### Set exercise 1
Extract every line of the entries that contains the string "green", matching its case exactly.

My wife and I are among the few people who still send Christmas cards. In recent years, the number of cards that we have received is about half the number that we send. Most people have abandoned the age-old tradition of Christmas or holiday cards. Instead, they post a greeting on Facebook or Instagram and some send a greeting to everyone on their email list, many animated and complete with music, deer and other forest animals prancing in the snowfall, people caroling, and children opening their gifts on Christmas morning. And, many people have ceased sending holiday greetings.


     I guess we're sentimentalists and, yes, bound by tradition. We anxiously anticipate seeing the photos of growing families and how children and their parents have aged with the years. Some include long narratives about their family activities and meaningful events, something that I decline to do. When we were first married 56-years ago, Mary-Margaret and I would send holiday cards with imprints of Picasso paintings and prints. They were quite popular. We received many compliments from the recipients, including questions inquiring about where they could be purchased.


     Once we had our first child, Lauren, the cards featured her growth from year-to-year until seven years later when her sister, Donnelly, was born. From then on, it was the two of them together with their ponies, dogs, and horses. One year, it was the Grand Canyon as a background for the two of them. Then came their marriages and a new male appeared. In time, the males disappeared along with their marriages.


     I look at the old cards from time-to-time. It's a wonderful way to travel back through life's happy times, each photo representing a golden moment that you shared with relatives and friends.

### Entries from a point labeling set
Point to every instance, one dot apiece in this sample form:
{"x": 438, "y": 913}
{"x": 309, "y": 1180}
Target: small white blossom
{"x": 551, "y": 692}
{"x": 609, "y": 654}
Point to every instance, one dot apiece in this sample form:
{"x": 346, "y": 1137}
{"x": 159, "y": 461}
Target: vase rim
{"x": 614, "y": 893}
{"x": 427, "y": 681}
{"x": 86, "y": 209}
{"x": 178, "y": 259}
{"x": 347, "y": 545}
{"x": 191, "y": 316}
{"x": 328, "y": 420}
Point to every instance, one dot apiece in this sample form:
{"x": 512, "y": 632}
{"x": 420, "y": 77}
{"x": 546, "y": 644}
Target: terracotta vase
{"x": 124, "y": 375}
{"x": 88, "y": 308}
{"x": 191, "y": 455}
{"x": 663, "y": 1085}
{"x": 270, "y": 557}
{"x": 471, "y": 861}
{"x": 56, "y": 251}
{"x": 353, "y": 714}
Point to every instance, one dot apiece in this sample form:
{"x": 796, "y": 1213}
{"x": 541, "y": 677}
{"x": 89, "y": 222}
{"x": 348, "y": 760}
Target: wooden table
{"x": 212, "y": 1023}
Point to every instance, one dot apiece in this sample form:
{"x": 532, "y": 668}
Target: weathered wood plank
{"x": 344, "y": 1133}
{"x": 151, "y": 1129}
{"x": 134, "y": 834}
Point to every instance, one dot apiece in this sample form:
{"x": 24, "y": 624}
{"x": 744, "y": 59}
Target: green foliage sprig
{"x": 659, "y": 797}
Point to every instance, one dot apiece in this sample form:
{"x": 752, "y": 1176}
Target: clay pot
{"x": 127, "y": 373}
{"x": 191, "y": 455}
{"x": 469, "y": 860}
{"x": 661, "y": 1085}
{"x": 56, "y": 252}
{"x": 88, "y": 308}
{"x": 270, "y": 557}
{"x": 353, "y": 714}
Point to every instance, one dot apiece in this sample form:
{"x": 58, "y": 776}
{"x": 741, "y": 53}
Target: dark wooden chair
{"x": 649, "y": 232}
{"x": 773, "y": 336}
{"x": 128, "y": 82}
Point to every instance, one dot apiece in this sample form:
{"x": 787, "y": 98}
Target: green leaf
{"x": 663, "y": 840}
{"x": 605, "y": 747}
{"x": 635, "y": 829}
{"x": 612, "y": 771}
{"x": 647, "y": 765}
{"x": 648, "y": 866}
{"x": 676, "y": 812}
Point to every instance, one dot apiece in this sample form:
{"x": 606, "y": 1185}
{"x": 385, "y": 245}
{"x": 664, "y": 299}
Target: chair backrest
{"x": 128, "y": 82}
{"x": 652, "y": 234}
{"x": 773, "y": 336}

==

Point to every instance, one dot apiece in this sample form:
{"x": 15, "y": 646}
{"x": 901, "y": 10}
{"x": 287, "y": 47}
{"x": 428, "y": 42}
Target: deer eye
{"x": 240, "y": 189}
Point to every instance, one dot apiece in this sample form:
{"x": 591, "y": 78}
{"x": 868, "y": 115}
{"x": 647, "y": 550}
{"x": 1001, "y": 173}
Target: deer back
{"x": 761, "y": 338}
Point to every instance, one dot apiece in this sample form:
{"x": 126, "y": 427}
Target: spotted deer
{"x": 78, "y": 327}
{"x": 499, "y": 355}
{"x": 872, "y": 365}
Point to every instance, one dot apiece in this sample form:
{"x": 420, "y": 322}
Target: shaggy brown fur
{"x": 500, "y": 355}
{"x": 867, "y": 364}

### Set exercise 2
List every family member of the writer whom the Christmas cards essay names.

### Full output 1
Target: green foliage sprig
Target: green leaf

### Full output 2
Mary-Margaret (wife)
Lauren (first child)
Donnelly (Lauren's sister)